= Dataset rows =
-------

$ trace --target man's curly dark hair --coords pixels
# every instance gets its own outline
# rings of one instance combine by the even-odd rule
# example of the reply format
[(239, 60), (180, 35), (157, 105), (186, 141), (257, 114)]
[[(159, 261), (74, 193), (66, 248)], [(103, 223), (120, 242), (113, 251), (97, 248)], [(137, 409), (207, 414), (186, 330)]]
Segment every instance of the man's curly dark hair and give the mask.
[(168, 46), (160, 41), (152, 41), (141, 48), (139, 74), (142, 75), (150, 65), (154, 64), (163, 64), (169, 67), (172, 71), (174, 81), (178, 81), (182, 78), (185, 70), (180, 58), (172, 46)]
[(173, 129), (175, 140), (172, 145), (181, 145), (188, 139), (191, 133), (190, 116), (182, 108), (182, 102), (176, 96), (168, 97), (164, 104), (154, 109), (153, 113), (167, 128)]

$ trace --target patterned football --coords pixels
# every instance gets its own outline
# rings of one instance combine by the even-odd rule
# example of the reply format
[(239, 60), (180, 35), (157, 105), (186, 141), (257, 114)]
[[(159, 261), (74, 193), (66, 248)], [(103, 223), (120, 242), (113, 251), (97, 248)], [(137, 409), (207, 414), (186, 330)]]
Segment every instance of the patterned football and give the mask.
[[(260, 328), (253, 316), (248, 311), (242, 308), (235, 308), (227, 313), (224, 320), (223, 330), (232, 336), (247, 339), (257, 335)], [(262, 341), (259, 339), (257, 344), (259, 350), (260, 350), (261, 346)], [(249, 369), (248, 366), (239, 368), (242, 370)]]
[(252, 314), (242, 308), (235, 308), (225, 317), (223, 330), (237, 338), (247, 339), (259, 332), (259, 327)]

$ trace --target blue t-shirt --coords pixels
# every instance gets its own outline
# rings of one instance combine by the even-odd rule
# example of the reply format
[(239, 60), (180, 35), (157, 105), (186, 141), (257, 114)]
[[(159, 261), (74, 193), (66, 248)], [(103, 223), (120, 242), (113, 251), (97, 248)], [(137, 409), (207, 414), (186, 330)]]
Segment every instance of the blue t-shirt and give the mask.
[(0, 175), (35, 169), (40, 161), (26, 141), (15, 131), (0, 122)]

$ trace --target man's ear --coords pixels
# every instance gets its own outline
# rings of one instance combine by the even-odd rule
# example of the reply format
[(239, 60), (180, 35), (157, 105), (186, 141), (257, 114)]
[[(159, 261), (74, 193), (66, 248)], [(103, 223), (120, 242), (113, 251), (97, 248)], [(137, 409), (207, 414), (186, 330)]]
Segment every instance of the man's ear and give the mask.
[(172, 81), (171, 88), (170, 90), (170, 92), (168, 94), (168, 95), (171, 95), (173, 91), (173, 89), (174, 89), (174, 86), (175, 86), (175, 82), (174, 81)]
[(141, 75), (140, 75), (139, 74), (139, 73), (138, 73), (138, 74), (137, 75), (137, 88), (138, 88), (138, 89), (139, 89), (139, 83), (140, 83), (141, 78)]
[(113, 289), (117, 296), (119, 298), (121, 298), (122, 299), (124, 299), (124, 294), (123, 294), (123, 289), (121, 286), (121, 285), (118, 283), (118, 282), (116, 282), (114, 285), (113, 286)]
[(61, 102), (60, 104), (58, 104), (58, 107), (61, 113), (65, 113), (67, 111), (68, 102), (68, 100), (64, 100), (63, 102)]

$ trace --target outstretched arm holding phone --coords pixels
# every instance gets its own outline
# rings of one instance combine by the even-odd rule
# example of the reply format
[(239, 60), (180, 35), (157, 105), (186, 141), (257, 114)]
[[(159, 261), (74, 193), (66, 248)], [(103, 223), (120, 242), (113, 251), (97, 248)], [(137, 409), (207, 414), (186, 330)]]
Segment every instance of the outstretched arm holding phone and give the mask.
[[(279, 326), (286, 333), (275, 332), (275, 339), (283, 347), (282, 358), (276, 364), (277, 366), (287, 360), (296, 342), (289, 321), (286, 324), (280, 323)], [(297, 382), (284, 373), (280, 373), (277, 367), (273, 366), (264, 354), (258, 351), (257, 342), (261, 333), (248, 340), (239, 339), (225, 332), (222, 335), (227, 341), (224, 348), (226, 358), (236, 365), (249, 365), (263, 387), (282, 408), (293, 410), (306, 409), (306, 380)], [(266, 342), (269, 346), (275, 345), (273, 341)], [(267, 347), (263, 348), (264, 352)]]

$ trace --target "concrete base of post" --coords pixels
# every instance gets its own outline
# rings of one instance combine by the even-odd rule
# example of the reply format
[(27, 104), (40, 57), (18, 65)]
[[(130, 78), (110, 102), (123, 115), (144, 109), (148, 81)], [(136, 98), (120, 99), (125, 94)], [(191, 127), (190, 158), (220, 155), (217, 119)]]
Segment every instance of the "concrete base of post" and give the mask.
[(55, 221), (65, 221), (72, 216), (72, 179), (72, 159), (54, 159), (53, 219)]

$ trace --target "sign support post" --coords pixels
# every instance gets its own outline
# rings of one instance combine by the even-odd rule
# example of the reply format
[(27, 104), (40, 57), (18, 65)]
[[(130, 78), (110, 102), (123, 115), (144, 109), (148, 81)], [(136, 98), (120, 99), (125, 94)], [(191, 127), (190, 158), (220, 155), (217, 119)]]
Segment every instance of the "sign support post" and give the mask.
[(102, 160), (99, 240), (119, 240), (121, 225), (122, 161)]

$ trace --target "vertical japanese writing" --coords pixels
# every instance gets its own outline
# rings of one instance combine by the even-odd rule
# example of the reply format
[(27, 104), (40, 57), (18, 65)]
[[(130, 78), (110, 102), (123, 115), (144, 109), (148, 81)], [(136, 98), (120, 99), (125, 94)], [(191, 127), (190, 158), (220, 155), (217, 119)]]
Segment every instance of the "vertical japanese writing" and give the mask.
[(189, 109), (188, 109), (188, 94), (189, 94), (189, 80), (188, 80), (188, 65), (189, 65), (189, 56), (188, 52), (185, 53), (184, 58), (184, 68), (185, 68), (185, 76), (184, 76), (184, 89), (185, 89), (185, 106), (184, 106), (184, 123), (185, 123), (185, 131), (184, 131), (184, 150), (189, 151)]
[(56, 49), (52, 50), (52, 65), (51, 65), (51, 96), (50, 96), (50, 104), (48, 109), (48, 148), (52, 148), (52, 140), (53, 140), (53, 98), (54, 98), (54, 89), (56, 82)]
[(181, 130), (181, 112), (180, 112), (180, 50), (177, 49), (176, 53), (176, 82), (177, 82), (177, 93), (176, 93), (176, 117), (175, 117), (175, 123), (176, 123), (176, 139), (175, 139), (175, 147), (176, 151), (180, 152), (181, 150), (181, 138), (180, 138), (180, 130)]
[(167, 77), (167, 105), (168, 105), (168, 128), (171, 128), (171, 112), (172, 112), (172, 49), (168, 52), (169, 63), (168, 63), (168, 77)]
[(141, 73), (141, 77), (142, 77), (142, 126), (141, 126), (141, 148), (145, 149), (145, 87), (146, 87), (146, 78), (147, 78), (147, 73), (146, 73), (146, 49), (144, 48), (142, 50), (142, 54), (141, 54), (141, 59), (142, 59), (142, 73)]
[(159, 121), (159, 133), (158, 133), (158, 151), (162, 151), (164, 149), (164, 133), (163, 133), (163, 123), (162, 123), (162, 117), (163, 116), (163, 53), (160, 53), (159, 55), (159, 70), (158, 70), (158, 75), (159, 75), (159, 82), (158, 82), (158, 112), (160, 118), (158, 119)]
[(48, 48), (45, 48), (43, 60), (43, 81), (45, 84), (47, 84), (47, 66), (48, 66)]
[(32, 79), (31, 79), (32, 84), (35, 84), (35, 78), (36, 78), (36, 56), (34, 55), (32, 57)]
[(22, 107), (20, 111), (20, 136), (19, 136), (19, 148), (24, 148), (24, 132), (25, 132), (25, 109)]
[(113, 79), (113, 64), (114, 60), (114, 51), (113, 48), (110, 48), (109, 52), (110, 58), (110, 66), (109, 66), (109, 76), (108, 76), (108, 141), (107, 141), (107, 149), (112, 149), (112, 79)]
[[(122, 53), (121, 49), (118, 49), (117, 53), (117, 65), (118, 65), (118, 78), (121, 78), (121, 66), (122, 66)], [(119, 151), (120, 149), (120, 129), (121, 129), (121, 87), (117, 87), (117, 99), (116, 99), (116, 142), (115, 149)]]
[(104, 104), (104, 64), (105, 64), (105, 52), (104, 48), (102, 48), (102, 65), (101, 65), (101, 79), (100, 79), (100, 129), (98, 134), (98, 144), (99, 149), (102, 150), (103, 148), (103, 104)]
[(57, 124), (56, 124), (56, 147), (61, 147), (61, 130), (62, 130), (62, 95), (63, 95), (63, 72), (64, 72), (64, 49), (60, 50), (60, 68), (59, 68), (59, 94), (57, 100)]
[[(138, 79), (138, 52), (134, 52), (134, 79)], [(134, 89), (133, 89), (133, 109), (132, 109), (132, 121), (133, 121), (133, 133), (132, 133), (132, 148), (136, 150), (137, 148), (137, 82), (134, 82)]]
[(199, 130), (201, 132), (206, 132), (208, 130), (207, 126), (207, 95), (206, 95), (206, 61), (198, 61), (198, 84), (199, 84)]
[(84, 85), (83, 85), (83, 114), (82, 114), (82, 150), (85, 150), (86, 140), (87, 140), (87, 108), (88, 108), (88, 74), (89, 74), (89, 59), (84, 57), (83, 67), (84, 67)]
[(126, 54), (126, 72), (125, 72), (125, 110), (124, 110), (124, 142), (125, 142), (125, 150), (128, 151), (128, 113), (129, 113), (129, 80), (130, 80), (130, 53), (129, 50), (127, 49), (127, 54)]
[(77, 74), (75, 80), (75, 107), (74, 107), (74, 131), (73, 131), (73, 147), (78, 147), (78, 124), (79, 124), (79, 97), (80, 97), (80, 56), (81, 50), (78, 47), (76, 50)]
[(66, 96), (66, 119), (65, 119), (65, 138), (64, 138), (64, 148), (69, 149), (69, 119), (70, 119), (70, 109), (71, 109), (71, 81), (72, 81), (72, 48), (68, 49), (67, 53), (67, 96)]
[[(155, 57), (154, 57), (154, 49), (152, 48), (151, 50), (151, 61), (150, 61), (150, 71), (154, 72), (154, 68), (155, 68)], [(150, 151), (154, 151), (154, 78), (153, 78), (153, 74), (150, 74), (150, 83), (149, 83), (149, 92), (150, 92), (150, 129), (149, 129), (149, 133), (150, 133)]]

-------

= Exercise instructions =
Reproduce the data above from its first line through the line containing "113), (167, 128)]", both included, multiplying every point coordinate in the answers by 1.55 and rounding to whole numbers with halves rounded up. Leave the requests and their format samples unchanged.

= Complete response =
$ trace --target man's curly dark hair --coords pixels
# every instance gets its own outline
# rings of one instance combine by the even-odd rule
# example of the reply format
[(239, 60), (180, 35), (157, 105), (186, 141), (257, 114)]
[[(159, 261), (74, 193), (66, 248)], [(103, 223), (120, 242), (113, 251), (97, 248)], [(137, 409), (207, 414), (186, 330)]]
Segment every instance of the man's curly dark hair and give the mask.
[(260, 71), (248, 64), (236, 64), (219, 74), (215, 115), (220, 116), (233, 101), (239, 99), (253, 99), (262, 104), (267, 110), (270, 126), (276, 126), (282, 121), (287, 109), (279, 90), (267, 71)]
[(268, 200), (271, 217), (267, 225), (281, 225), (291, 215), (296, 206), (295, 180), (282, 167), (282, 158), (273, 149), (260, 150), (254, 161), (239, 169), (237, 175), (259, 198)]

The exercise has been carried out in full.